▶ _QUESTIONS TO ANSWER_:
1. Name every vegetable that the Thanksgiving diabetes article, which comes before the data, suggests using in place of half the potatoes.
2. Write out the stretch of the Thanksgiving diabetes article, which comes before the data, from "Top Tips for" through "whole day’s worth!".
3. Continue the Thanksgiving diabetes article, which comes before the data, starting after its last sentence.

▶ _QUOTED PASSAGE_:
┄┄┄┄┄┄

Top Tips for Thanksgiving With Diabetes
Thanksgiving is a recipe for overindulgence: the average Thanksgiving dinner guest will consume around 2,000 calories over the course of that single meal, which is practically a whole day’s worth!
Ultimately, you have control over how much you eat – and the health effects you’ll have to deal with afterwards – but willpower may not be enough when you’re in the moment. Learn how you can control your diabetes symptoms, stick to a healthy diet plan, and still enjoy the treats of the season.
Safe, Smart, and Satisfying Ways to Indulge
Thanksgiving is a feast for the eyes as much as for the stomach, and that leads people to pile up their plates without concern for the limits of their appetites. Consider a few clever approaches to keep you satisfied without jeopardizing your diabetes diet:
- Favor variety over quantity – Help yourself to a taste of all the things you’ve been looking forward to eating, but before you spoon it onto your plate, cut the portion in half. Remember, non-starchy veggies should take up half your plate, and once you start layering food on top of other food, you’ve wandered into the danger zone.
- Resist going back for seconds – For many people, it’s the second or third trip to the buffet that does the dietary damage, so avoid the issue altogether by vowing to only take one plateful. Knowing that a second helping isn’t an option should help you slow down and savor each bite, which is also much better for your digestion and your blood sugar levels.
- What out for deceptively unhealthy dishes – While it’s difficult to mistake gravy for a healthy condiment, traditional sides like cranberry sauce and green bean casserole can masquerade as wholesome dishes. Unfortunately, these have far too much added sugar (2 tablespoons of cranberry sauce has around 15 grams of carbohydrate) or fat (the nutrients in the green beans are overshadowed by the butter, cream and oil) to be counted as healthy.You need to be careful with your fat and carbohydrate intake, even when you stick to white meat and steamed potatoes, so get a handle on what official protein and carbohydrate serving sizes look like before you join the feast. Carbohydrates can be particularly dangerous, so be cautious with bread, starch and dessert.
Making Traditional Dishes Diabetes-friendly
You may need to cut back on Thanksgiving treats, but you can still enjoy the flavors of the season – especially if you take matters into your own hands. Whip up some of your own dishes with a few clever adjustments, and you can enjoy the meal without worrying too much about blood sugar levels:
- Balance out your starches – Potatoes are a must at any Thanksgiving dinner, but both the white and the sweet varieties are loaded with carbohydrates, and once the butter and cream is added, things get dicey. Make your own healthier mashed potatoes by substituting half of the potatoes with turnip, celeriac or rutabaga: these all boil down to a soft and creamy texture, and can easily blend into a pot of potatoes to boost the flavor and reduce the starchy carbs.

┄┄┄┄┄┄

▶ _EXTRACTED INFORMATION_:
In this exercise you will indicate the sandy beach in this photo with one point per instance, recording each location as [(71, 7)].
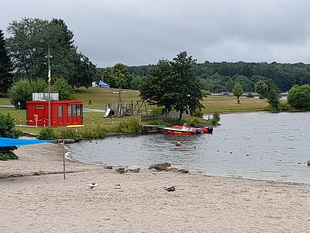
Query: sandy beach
[(35, 197)]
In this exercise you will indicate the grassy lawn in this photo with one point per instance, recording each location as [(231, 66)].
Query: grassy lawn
[(101, 96)]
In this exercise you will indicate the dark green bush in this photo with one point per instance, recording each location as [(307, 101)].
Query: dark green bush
[(132, 125), (90, 133), (7, 155)]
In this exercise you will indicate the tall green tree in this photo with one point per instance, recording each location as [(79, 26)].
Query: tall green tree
[(299, 97), (188, 87), (22, 91), (172, 84), (29, 44), (6, 67), (238, 91), (117, 76), (7, 129), (156, 88)]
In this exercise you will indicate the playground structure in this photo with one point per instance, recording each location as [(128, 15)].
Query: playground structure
[(120, 109)]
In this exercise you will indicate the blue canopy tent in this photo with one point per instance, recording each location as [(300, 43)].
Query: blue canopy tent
[(6, 142), (103, 84)]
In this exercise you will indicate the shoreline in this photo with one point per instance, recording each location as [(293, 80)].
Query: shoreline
[(36, 198)]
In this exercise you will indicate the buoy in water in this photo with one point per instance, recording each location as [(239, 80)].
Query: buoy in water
[(178, 143)]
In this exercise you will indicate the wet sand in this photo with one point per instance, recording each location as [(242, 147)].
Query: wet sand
[(35, 197)]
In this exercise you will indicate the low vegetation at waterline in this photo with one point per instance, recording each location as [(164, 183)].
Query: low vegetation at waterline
[(102, 96)]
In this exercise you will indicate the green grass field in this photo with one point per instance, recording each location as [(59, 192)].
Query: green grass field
[(101, 96)]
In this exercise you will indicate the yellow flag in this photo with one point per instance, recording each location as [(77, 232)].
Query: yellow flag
[(49, 77)]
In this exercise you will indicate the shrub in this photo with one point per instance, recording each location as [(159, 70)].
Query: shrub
[(131, 125), (197, 113), (89, 133), (7, 130)]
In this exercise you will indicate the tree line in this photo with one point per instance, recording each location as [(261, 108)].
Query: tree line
[(221, 76), (23, 58)]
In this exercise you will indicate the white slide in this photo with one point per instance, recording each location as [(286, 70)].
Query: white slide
[(107, 112)]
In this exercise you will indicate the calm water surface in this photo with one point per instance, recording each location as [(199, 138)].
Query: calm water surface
[(250, 145)]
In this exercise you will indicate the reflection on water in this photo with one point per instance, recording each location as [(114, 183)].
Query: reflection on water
[(250, 145)]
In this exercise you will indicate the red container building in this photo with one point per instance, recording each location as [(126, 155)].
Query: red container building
[(62, 113)]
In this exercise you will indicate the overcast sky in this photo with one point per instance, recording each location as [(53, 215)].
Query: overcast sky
[(141, 32)]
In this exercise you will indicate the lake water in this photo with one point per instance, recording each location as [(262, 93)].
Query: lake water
[(260, 145)]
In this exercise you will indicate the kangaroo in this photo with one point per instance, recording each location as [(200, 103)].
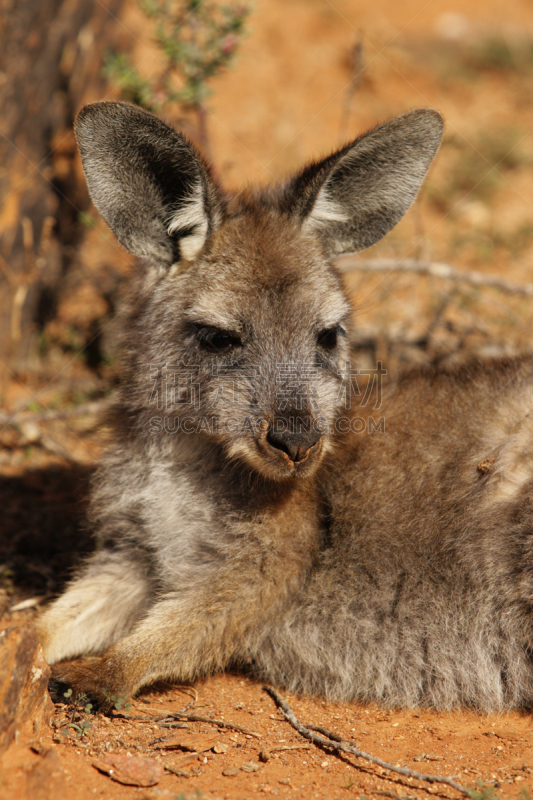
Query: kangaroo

┄┄┄┄┄┄

▶ _ANSWERS TO THIS EXERCISE_:
1. Turnip, celeriac and rutabaga.

2.
Top Tips for Thanksgiving With Diabetes
Thanksgiving is a recipe for overindulgence: the average Thanksgiving dinner guest will consume around 2,000 calories over the course of that single meal, which is practically a whole day’s worth!

3.
- Play up the roasted veggies – Steamed vegetables may contain the least amount of fat, but they can also be a bit short on flavor. Try roasting up a tray of your favourite veggies with a dash of oil and a sprinkle of herbs and spices. A bit of coconut oil or olive oil goes a long way to sprucing up Brussels sprouts, and once you’ve tried the deep, rich flavor of roasted cauliflower, you’ll have a difficult time going back to the steamed version.
- Experiment with fruit – Homemade cranberry sauce is far better for you than the sugar-laden, store-bought variety, but it can be pretty tart. Try mixing the juice of a fresh squeezed orange, some ginger and cloves, or a bit of stewed apple into your fresh cranberries. You’ll still need to add a bit of sweetener and go easy on your portion, but you can bet that you’ll get a load of nutrients, more fiber, and fewer simple carbohydrates when you make it yourself.
- Tread carefully with dessert – Dessert can be tricky to navigate, with all the sugar and fat, but you should still be able to have a bite of your favourite as long as you avoid any extra toppings, like whipped cream or liqueur).
The key to enjoying your day is balance: allowing yourself small indulgences can be morale-boosting, but you can’t let your health fall by the wayside. Be sure to check your blood glucose levels before and after the meal, which will help you stay on top of your health throughout the Thanksgiving gathering.